Do this
Copy down all of the data underneath, exactly as shown.

Excerpts of pointing data
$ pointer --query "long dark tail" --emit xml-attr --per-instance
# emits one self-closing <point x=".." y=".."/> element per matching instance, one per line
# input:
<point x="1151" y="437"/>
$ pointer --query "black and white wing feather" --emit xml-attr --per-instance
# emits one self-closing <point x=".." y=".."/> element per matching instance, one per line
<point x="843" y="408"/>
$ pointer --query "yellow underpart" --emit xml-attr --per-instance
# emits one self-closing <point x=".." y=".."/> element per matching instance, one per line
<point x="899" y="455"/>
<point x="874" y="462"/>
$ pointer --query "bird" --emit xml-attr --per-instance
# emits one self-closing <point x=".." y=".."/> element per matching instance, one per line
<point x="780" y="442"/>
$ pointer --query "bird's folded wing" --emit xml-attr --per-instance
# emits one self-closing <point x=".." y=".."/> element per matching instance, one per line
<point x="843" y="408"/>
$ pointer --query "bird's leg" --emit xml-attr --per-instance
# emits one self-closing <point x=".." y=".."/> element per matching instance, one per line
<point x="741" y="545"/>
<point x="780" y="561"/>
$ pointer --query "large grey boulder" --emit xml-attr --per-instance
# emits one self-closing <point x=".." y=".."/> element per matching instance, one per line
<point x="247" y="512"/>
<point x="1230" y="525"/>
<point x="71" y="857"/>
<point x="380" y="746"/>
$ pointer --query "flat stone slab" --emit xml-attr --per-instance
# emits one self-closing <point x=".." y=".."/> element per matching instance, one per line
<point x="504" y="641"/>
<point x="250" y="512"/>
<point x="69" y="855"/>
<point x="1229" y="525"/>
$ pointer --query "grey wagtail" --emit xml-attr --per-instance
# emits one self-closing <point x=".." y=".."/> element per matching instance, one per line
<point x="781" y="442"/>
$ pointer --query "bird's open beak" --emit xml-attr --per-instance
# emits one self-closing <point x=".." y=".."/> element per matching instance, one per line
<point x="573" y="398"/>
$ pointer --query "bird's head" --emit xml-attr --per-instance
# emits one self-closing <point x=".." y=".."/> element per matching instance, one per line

Answer below
$ pointer --query "long dark tail" --emit xml-attr --per-instance
# emits one self-closing <point x=".." y=".."/> element per matching instance, one per line
# input:
<point x="1151" y="437"/>
$ pointer --query "black and white wing feather" --emit xml-attr --per-instance
# emits one self-closing <point x=".." y=".."/> element per matching instance, one per line
<point x="843" y="408"/>
$ pointer --query "yellow underpart" --emit xml-attr --per-instance
# emits one self-closing <point x=".." y=".."/> element per matching instance, one per line
<point x="899" y="455"/>
<point x="874" y="462"/>
$ pointer --query "bird" --emit xml-attr --per-instance
# emits one self-closing <point x=".." y=".."/> element per matching instance, one per line
<point x="780" y="442"/>
$ pointer --query "bird's folded wing" --emit xml-attr --per-instance
# emits one self-closing <point x=".." y=".."/> element per matching instance, one per line
<point x="843" y="408"/>
$ pointer --query "bird's leg" --emit xml-attr --per-instance
# emits one self-closing <point x=".." y=".."/> element per matching instance, one per line
<point x="741" y="545"/>
<point x="780" y="561"/>
$ pointer --query "large grey boulder" --emit xml-attr --per-instance
# emits one self-closing <point x=".." y=".."/> element per matching instance, one per line
<point x="247" y="512"/>
<point x="1230" y="525"/>
<point x="71" y="857"/>
<point x="380" y="746"/>
$ pointer --query "flat stone slab" --emit xml-attr --per-instance
# emits one self-closing <point x=".." y=".."/> element per matching instance, one per line
<point x="504" y="641"/>
<point x="250" y="512"/>
<point x="69" y="855"/>
<point x="1229" y="525"/>
$ pointer --query "grey wagtail" --emit xml-attr --per-instance
# emits one self-closing <point x=".." y=".."/> element per matching instance, one per line
<point x="781" y="442"/>
$ pointer --query "bird's open beak" --emit xml-attr --per-instance
# emits one self-closing <point x=".." y=".."/> element per matching instance, one per line
<point x="573" y="398"/>
$ pointer --query "bird's head" --emit xml-attr --per-instance
# emits one self-closing <point x=".." y=".."/> element per matching instance, one per line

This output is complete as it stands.